══ SUPPLIED MATERIAL

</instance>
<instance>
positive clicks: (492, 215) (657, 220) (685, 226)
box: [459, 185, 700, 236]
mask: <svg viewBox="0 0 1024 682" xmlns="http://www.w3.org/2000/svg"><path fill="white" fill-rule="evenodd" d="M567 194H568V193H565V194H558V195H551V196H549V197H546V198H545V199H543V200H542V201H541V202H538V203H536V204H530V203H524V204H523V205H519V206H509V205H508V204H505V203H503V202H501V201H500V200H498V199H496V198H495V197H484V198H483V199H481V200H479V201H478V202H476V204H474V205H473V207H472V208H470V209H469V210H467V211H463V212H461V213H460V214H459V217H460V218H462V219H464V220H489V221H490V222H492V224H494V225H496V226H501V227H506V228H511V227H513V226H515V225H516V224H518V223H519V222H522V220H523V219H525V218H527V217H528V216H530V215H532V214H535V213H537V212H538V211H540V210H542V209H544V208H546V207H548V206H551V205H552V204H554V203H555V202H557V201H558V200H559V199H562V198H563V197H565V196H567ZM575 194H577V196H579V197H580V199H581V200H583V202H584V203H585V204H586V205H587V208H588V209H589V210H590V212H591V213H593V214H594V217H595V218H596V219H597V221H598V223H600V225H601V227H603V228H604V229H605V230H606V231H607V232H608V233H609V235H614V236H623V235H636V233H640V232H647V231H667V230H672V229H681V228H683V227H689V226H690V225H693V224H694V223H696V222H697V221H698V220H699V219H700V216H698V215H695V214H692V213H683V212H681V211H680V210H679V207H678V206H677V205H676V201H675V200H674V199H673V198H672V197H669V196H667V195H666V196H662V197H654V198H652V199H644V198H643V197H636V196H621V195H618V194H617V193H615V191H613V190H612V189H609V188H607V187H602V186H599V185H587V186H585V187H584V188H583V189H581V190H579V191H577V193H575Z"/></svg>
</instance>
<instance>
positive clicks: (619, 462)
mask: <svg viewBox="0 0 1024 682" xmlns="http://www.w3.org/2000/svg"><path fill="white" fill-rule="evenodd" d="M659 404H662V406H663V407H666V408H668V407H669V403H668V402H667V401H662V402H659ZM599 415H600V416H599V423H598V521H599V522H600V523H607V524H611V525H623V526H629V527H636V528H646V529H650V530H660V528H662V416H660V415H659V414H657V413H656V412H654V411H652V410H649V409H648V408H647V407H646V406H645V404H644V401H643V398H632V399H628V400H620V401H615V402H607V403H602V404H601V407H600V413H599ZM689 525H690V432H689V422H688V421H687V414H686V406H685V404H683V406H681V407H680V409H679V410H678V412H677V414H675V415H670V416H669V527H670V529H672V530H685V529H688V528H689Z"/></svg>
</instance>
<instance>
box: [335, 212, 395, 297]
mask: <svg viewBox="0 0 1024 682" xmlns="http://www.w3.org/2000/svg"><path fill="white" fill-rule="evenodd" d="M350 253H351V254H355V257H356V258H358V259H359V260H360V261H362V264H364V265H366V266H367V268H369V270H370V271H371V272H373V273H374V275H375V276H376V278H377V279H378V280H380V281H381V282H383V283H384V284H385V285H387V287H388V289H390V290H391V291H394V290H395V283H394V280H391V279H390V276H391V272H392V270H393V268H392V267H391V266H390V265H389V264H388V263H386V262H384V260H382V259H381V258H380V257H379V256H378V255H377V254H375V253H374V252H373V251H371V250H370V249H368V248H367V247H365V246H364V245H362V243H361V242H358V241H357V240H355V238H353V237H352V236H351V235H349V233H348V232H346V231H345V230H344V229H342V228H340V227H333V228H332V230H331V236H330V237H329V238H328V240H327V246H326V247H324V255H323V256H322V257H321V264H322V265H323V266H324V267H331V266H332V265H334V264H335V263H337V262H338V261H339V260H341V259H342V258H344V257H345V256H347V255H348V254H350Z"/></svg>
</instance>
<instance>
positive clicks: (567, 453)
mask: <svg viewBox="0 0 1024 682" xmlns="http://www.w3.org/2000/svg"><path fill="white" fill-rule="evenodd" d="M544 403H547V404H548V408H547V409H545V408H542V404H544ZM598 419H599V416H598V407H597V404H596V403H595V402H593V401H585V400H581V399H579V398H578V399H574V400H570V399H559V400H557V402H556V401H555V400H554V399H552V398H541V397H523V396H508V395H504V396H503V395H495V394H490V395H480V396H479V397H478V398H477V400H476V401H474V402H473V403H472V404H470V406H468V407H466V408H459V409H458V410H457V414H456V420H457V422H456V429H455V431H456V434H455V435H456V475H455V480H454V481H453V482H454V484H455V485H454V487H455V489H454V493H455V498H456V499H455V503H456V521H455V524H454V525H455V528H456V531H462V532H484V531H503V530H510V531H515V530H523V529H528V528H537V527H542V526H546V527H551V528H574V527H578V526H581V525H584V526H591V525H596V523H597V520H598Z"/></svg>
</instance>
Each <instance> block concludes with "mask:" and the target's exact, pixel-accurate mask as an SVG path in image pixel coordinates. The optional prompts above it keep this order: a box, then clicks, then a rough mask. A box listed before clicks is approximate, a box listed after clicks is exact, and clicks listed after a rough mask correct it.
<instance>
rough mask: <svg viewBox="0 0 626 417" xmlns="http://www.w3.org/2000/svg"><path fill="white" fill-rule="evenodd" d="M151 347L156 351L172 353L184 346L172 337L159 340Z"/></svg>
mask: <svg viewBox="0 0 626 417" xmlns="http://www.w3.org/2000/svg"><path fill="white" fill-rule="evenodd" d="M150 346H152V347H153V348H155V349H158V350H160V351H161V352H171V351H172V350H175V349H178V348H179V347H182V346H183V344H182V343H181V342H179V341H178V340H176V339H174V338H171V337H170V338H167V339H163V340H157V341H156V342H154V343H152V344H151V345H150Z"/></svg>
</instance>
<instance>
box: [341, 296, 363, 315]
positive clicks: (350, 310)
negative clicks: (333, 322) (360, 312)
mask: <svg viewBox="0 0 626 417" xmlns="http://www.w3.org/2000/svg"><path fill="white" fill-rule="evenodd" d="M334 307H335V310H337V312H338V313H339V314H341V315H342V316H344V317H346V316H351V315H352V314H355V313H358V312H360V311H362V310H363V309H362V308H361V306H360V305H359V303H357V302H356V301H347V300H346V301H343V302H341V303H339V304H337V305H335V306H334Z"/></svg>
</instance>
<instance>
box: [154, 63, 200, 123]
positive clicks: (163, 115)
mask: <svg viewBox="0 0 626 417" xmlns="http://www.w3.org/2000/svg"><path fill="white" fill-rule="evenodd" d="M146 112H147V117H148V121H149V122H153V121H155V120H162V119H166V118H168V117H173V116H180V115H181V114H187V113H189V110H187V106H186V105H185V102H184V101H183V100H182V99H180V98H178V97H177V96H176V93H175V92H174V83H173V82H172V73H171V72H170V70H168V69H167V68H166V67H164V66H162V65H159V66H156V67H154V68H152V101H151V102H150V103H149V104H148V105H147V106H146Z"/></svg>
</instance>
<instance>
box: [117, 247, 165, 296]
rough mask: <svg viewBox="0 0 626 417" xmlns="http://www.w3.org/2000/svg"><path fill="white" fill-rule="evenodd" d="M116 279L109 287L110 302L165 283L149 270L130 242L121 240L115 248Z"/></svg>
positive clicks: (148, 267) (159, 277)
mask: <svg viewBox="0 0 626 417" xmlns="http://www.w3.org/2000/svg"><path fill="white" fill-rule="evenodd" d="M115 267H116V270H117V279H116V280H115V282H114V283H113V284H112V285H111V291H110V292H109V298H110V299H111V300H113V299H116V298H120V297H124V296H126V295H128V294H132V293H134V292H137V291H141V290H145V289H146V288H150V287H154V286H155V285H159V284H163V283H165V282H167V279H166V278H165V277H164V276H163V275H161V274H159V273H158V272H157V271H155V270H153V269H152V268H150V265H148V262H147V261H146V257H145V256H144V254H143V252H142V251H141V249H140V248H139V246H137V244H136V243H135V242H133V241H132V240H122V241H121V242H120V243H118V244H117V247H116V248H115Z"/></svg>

════

The line with "box: [341, 296, 363, 315]" and all lines after it through the end of the data above: write these out exactly and add nothing.

box: [341, 296, 363, 315]
positive clicks: (350, 310)
negative clicks: (333, 322) (360, 312)
mask: <svg viewBox="0 0 626 417" xmlns="http://www.w3.org/2000/svg"><path fill="white" fill-rule="evenodd" d="M334 307H335V310H337V312H338V313H339V314H341V315H342V316H344V317H346V316H351V315H352V314H355V313H358V312H360V311H362V310H363V309H362V308H361V306H360V305H359V303H357V302H356V301H347V300H346V301H343V302H341V303H339V304H337V305H335V306H334Z"/></svg>
</instance>
<instance>
box: [154, 63, 200, 123]
positive clicks: (163, 115)
mask: <svg viewBox="0 0 626 417" xmlns="http://www.w3.org/2000/svg"><path fill="white" fill-rule="evenodd" d="M146 112H147V117H148V121H149V122H153V121H155V120H162V119H166V118H168V117H173V116H180V115H181V114H187V113H189V110H187V106H186V105H185V102H184V101H183V100H182V99H180V98H178V97H177V96H176V93H175V92H174V83H173V82H172V73H171V72H170V70H168V69H167V68H166V67H164V66H162V65H159V66H156V67H154V68H152V101H151V102H150V103H149V104H148V105H147V106H146Z"/></svg>
</instance>
<instance>
box: [117, 247, 165, 296]
rough mask: <svg viewBox="0 0 626 417" xmlns="http://www.w3.org/2000/svg"><path fill="white" fill-rule="evenodd" d="M116 279L109 287L110 302L165 283L149 270L130 242L121 240L115 248Z"/></svg>
positive clicks: (148, 267) (159, 277)
mask: <svg viewBox="0 0 626 417" xmlns="http://www.w3.org/2000/svg"><path fill="white" fill-rule="evenodd" d="M115 267H116V270H117V279H116V280H115V282H114V283H113V284H112V285H111V291H110V292H109V298H110V299H111V300H113V299H116V298H120V297H124V296H126V295H128V294H132V293H134V292H137V291H141V290H145V289H146V288H150V287H154V286H155V285H159V284H163V283H165V282H167V279H166V278H165V277H164V276H163V275H161V274H159V273H158V272H157V271H155V270H153V269H152V268H150V265H148V262H147V261H146V257H145V256H144V254H143V252H142V251H141V249H140V248H139V246H137V244H136V243H135V242H133V241H132V240H122V241H121V242H120V243H118V244H117V247H116V248H115Z"/></svg>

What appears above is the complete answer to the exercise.